*Task requirements*:
Transcribe all of the records precisely as they are presented.

*Provided data*:
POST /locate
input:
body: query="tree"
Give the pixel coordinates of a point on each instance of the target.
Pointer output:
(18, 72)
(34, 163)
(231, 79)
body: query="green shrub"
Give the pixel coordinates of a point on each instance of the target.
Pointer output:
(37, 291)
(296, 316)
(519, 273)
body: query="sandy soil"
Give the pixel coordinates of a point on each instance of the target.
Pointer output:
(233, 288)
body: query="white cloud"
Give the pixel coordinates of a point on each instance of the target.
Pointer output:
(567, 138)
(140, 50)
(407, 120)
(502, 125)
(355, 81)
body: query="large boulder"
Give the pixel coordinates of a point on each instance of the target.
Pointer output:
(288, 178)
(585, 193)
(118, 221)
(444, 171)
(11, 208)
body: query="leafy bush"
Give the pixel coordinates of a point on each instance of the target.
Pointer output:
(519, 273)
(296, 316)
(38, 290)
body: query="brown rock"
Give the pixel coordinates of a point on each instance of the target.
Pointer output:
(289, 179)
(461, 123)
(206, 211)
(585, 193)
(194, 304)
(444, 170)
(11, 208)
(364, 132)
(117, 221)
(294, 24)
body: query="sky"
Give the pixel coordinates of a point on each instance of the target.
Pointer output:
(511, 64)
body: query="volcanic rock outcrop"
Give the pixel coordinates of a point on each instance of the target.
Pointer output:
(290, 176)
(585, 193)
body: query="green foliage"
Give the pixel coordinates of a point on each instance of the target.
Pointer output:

*Result for this exercise*:
POST /locate
input:
body: query="tree"
Give the pixel coordinates of a point on each instance of the target.
Pointer output:
(18, 72)
(34, 163)
(231, 79)
body: query="green shrub"
Give the pixel coordinates of a point on each instance of the target.
Pointer output:
(37, 291)
(296, 316)
(519, 273)
body: query="sandy soil"
Give the pixel coordinates of a point on each instance of the target.
Pointer output:
(233, 288)
body: query="white cloud"
Give the pixel coordinates of a point on each instance of the target.
Pointer output:
(567, 138)
(140, 50)
(407, 120)
(502, 125)
(355, 81)
body: query="large boulder"
Give the pixel coordinates of a point on each instance of the target.
Pointer output:
(288, 178)
(585, 193)
(118, 221)
(444, 171)
(11, 208)
body: query="leafy bush"
Give the pixel coordinates of a point on each instance of the target.
Pointer output:
(519, 273)
(296, 316)
(38, 290)
body: query="brown rock"
Give the pixel coordinates of a point on each instance of the target.
Pointer output:
(289, 179)
(461, 123)
(206, 211)
(585, 193)
(194, 304)
(444, 170)
(11, 208)
(364, 132)
(117, 221)
(294, 24)
body: query="sky"
Give the pixel coordinates of a point on each instance of the target.
Pointer output:
(511, 64)
body: query="volcanic rock outcrop"
Give the pixel coordinates of a point on each instance of the target.
Pointer output:
(290, 176)
(585, 193)
body: query="green foliage"
Give the pixel coordinates of a point on each instance of the target.
Pointer output:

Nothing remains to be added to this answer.